# [INSTRUCTION]
Collect every line of the records below that contains the string "plank", and copy each one without changes.

:: MATERIAL FOR THIS TASK

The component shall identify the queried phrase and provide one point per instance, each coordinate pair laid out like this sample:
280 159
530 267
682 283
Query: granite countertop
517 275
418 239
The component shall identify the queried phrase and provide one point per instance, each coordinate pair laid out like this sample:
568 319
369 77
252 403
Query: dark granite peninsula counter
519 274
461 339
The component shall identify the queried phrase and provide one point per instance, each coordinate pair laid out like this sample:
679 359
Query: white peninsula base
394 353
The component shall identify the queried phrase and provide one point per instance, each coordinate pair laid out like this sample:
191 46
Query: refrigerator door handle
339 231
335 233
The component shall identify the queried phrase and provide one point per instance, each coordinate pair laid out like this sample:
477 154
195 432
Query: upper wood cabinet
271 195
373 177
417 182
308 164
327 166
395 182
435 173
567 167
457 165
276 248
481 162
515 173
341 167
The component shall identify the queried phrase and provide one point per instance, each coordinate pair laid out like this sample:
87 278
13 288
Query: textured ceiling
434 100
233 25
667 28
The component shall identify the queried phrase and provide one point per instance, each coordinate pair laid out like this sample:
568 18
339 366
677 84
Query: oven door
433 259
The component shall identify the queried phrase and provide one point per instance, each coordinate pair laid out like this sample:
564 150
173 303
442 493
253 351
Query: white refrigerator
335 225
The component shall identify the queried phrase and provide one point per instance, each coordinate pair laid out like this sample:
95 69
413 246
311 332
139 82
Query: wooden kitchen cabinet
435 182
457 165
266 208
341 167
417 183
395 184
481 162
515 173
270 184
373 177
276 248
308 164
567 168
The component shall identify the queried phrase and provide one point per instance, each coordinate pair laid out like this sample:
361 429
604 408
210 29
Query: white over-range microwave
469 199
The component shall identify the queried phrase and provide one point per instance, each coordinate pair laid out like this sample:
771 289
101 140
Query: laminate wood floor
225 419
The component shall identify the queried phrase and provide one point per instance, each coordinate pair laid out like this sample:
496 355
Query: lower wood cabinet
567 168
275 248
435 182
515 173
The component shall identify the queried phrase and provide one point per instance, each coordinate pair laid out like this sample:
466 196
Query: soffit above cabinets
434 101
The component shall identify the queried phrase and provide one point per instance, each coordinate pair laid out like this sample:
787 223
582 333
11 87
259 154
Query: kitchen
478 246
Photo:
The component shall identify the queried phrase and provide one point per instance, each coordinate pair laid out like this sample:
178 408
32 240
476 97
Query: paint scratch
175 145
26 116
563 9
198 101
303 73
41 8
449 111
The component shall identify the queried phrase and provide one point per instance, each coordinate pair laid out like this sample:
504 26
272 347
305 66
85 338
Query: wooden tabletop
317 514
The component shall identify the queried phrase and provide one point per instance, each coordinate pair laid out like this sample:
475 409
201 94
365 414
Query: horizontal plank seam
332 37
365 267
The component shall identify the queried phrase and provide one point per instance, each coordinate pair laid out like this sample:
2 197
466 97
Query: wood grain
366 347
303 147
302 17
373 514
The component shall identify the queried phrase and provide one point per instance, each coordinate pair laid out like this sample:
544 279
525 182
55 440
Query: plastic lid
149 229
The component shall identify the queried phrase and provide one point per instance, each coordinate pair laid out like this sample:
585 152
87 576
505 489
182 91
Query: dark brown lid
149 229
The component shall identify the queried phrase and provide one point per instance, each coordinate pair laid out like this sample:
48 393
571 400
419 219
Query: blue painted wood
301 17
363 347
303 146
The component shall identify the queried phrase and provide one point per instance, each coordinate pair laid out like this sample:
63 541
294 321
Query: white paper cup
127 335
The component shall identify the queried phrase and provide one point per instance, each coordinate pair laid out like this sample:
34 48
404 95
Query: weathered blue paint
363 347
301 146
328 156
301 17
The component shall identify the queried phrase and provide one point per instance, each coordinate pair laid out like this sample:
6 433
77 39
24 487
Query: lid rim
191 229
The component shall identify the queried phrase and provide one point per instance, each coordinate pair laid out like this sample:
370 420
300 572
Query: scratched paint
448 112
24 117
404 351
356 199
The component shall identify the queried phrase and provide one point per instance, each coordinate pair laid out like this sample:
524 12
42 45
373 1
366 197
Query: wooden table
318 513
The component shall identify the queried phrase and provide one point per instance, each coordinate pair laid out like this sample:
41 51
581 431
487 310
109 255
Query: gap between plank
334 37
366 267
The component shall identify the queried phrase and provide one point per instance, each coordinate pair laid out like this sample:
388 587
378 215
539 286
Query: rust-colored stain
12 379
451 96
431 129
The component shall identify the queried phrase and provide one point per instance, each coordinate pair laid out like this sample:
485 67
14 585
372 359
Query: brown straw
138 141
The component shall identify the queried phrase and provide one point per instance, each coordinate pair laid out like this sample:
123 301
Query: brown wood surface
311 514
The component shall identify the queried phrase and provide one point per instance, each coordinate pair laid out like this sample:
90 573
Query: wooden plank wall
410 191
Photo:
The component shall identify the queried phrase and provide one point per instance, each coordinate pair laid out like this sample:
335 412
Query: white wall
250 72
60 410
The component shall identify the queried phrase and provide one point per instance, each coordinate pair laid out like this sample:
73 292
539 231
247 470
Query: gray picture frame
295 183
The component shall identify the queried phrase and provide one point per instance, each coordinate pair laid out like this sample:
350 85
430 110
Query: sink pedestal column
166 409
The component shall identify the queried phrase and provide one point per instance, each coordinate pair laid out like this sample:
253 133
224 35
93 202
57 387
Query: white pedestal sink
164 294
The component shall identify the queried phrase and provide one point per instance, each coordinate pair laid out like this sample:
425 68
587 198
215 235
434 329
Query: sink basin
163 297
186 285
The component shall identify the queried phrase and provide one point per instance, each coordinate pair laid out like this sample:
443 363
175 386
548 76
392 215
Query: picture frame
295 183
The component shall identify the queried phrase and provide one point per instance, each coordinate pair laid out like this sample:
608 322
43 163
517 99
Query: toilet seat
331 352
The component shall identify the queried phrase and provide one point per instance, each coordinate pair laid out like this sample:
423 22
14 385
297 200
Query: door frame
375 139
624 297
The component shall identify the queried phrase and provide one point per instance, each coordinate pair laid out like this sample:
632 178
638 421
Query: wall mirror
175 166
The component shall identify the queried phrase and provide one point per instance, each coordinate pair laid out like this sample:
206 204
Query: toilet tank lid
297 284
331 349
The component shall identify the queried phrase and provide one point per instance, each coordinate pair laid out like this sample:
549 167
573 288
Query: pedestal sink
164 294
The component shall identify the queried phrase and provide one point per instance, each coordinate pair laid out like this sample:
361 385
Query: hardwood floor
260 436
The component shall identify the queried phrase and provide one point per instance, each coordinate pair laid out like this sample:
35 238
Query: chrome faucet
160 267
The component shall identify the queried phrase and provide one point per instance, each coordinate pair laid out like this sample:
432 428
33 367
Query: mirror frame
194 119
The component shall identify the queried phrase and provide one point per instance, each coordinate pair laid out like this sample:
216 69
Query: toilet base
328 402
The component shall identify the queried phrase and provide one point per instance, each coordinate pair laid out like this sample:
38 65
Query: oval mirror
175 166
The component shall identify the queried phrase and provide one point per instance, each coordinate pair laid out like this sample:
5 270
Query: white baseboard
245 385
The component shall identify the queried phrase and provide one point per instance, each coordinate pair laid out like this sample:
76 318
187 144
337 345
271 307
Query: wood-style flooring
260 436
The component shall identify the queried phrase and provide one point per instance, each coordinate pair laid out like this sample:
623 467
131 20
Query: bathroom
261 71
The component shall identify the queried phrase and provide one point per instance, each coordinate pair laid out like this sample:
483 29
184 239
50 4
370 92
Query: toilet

::::

# [ANSWER TO THIS PROBLEM]
Query: horizontal plank seam
Query: gap between plank
Query: wooden plank wall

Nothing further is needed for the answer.